Passage shown —
▬▬▬▬▬▬

Much to my surprise, I became a stay-at-home mom, despite the fact that it was in direct conflict with the way I was brought up, my value system, and how I anticipated I would lead my life. This happened a decade ago in San Francisco shortly after I discovered I was pregnant. The dot-com bubble had just burst, and I was laid off from my job at a high-tech company. My then-husband urged me to reconsider my options and not go back to work.
I was insulted and angered by his suggestion. I didn’t want to shut the door on my career. I had an Ivy League education and a fairly impressive résumé. My own mother — one of only eight women in her class at Harvard Medical School — was my role model. Women, smart women, had careers as well as having kids. Overachiever that she was, my mother had had six. I assumed I would just continue the family tradition.

▬▬▬▬▬▬

Data shown —
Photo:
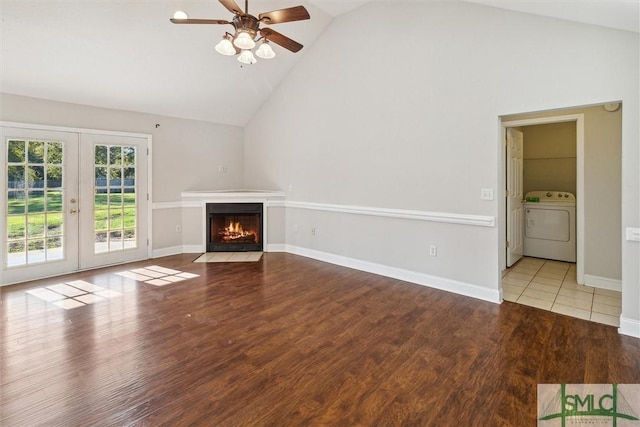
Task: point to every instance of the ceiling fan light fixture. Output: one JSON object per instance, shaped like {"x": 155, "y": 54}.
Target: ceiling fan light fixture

▬▬▬▬▬▬

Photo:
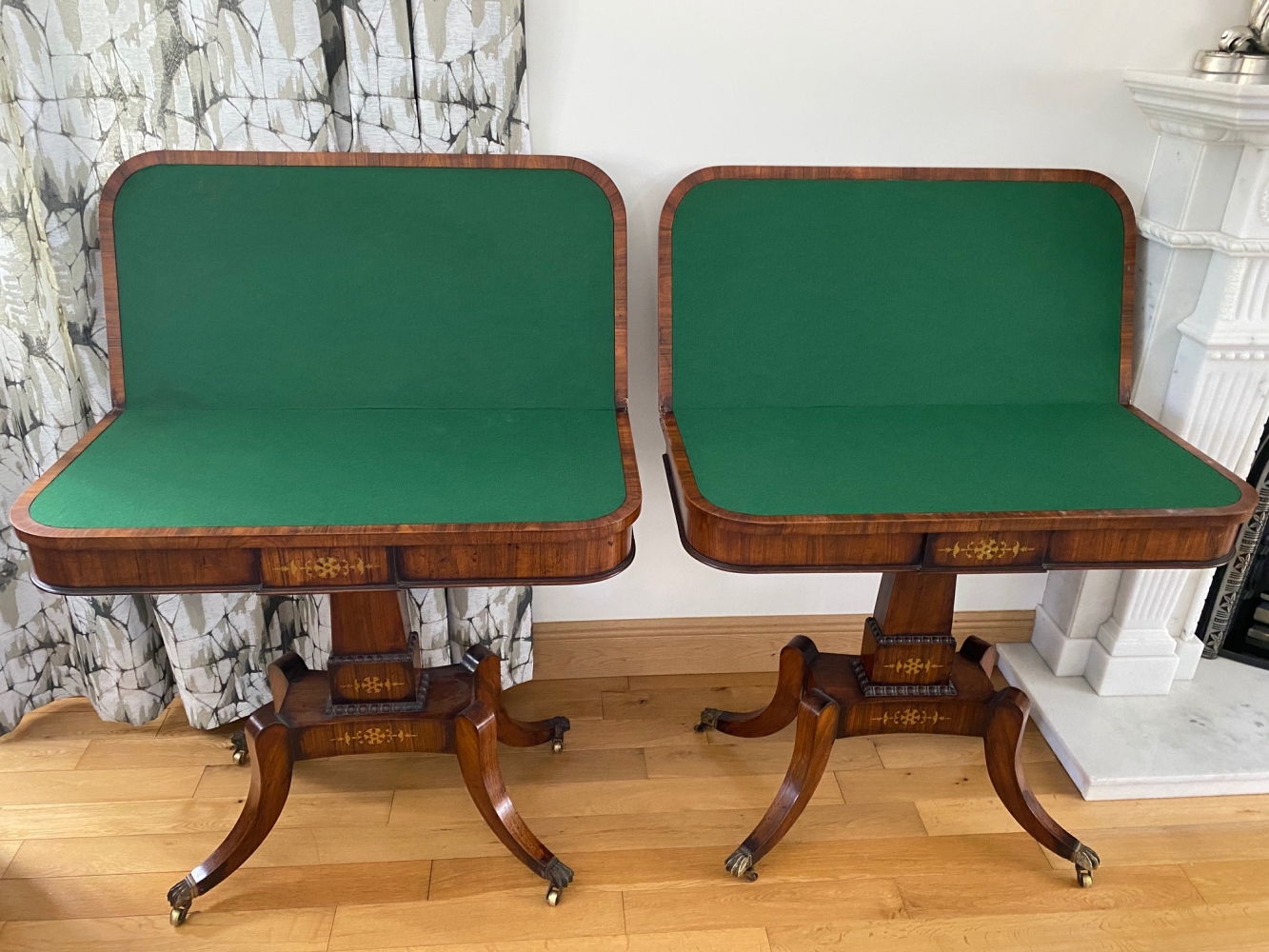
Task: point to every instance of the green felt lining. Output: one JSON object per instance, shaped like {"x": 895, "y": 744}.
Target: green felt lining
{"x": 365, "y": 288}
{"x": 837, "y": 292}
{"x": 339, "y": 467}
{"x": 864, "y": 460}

▬▬▬▬▬▬

What needs to be done — Extend the first-person account of becoming a stay-at-home mom past its final sentence.

Result below —
I was even more upset when he suggested we relocate to Santa Barbara. I didn’t want to start motherhood without my cadre of friends, in a new city, no family. Santa Barbara was L.A. as far as I was concerned, and I hated L.A. Who was I going to hang out with — kale-eating Southern California bimbos? It was one of our only big disagreements. But I remembered the tension in my parents’ marriage, as my mom stretched herself between husband, kids, and a demanding career. For me, well, I would try and be open and give the Happy Homemaker path a try.